## Task
Could you write out the opening lines of the data, word for word, stopping after the line that contains "negative clicks: (496, 705)"?

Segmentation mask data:

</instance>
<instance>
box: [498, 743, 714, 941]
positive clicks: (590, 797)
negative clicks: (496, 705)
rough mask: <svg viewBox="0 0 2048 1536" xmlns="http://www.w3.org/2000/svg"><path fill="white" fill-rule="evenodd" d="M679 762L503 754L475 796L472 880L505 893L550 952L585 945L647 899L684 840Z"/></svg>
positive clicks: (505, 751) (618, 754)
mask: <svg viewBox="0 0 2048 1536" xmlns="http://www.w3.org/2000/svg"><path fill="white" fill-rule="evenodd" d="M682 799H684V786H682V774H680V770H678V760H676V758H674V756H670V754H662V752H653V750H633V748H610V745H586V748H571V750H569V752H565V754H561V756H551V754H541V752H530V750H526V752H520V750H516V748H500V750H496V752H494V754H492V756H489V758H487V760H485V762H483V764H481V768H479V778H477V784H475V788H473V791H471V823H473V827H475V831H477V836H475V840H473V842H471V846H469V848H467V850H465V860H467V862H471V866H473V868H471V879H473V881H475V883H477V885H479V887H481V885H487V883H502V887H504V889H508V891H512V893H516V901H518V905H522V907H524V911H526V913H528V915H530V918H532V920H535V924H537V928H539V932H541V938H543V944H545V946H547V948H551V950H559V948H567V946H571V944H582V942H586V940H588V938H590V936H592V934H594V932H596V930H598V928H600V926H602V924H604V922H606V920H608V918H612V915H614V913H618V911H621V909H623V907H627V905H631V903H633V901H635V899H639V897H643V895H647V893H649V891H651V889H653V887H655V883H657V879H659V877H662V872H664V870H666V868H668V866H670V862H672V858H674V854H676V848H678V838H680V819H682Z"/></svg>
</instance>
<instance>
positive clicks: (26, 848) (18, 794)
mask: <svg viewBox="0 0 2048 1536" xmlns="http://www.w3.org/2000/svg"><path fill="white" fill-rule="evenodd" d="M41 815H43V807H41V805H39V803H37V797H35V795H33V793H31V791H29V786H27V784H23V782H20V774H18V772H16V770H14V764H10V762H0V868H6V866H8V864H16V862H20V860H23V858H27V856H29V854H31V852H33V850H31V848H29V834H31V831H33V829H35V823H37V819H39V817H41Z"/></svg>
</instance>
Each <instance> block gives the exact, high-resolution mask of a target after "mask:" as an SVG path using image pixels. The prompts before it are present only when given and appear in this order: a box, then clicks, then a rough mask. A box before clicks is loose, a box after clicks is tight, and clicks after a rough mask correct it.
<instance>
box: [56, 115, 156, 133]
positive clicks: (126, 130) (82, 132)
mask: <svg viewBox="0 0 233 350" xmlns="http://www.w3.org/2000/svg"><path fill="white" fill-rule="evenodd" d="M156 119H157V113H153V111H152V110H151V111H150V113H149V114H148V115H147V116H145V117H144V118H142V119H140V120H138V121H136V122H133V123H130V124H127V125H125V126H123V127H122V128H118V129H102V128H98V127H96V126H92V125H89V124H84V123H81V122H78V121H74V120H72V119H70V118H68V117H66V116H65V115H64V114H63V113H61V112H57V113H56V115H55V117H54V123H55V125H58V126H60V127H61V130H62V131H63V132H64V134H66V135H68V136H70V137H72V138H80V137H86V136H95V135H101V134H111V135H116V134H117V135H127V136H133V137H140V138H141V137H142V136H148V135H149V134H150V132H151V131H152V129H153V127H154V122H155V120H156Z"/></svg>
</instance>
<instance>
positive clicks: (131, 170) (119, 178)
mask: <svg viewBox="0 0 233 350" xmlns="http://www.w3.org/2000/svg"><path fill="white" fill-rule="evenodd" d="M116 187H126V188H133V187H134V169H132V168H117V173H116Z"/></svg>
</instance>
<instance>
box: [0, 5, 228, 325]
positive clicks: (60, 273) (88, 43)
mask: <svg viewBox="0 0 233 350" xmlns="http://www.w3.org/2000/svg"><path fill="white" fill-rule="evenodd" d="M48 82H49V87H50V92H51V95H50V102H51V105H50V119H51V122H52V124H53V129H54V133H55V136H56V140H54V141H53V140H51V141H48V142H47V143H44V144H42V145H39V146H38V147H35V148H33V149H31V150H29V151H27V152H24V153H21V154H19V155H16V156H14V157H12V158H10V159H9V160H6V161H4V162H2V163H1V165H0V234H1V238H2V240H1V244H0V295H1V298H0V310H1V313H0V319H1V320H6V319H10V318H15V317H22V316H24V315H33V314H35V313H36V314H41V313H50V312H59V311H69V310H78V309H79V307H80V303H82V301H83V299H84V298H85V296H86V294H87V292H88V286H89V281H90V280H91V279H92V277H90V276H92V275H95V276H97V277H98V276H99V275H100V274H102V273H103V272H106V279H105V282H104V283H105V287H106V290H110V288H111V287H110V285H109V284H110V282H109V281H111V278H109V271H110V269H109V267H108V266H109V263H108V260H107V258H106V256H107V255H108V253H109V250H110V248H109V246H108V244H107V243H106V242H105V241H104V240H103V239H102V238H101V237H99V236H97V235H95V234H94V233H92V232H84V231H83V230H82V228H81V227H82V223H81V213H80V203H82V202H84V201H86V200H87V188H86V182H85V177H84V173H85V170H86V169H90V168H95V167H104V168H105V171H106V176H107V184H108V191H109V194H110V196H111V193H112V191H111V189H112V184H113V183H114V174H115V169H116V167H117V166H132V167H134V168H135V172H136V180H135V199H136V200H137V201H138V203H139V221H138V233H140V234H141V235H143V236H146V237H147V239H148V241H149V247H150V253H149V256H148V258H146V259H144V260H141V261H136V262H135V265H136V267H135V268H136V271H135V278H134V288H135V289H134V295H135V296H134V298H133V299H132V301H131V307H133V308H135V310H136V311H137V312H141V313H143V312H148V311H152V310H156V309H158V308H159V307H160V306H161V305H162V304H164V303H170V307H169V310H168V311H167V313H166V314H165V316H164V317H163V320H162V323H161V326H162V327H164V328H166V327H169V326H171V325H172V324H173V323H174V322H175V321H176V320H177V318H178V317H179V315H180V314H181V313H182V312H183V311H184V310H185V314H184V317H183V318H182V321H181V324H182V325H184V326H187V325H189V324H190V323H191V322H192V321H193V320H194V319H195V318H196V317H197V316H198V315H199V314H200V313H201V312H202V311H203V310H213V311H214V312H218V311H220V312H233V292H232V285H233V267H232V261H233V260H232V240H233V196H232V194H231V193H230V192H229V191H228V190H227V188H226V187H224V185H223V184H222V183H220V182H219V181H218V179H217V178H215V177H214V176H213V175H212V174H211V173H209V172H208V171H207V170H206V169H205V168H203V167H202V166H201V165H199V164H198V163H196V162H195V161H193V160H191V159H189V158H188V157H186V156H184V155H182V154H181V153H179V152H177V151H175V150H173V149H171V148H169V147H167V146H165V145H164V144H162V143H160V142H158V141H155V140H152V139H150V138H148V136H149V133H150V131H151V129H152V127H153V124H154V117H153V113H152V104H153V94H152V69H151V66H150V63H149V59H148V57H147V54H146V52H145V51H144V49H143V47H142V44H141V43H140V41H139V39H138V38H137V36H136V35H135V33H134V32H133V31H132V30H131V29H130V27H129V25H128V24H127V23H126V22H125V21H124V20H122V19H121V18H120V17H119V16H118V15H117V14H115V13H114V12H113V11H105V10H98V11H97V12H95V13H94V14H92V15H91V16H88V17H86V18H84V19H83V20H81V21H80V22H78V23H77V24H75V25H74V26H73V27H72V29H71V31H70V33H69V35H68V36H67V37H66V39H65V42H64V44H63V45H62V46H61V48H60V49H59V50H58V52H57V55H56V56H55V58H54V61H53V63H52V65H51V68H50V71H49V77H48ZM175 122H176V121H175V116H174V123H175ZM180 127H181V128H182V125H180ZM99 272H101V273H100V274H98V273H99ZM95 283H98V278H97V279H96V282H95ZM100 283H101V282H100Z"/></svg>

## Answer box
</instance>
<instance>
box: [498, 743, 714, 941]
positive clicks: (590, 797)
negative clicks: (496, 705)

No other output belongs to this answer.